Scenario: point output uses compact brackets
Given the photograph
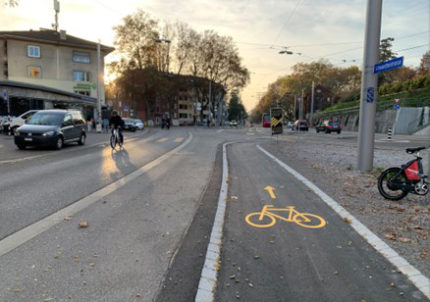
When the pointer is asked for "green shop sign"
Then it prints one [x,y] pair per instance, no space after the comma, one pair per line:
[85,86]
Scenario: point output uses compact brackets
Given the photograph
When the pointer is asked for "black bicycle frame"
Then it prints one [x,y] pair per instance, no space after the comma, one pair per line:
[408,185]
---
DIRECTIONS:
Reproduce every line of the items above without changing a character, and leave out the pictures.

ANSWER BELOW:
Scenario: point output uses compact brackets
Given the photograph
When the pointer is asked for "green shop sign"
Then it prints one [x,y] pair per instance, no space after the comma, one pair per line:
[85,86]
Scenario: point output uses compact brackets
Given the photograph
When the pointer is asked for "black bicycle frame"
Then it prints one [x,y] pair per instance, no space after the comma, one pair per line:
[408,185]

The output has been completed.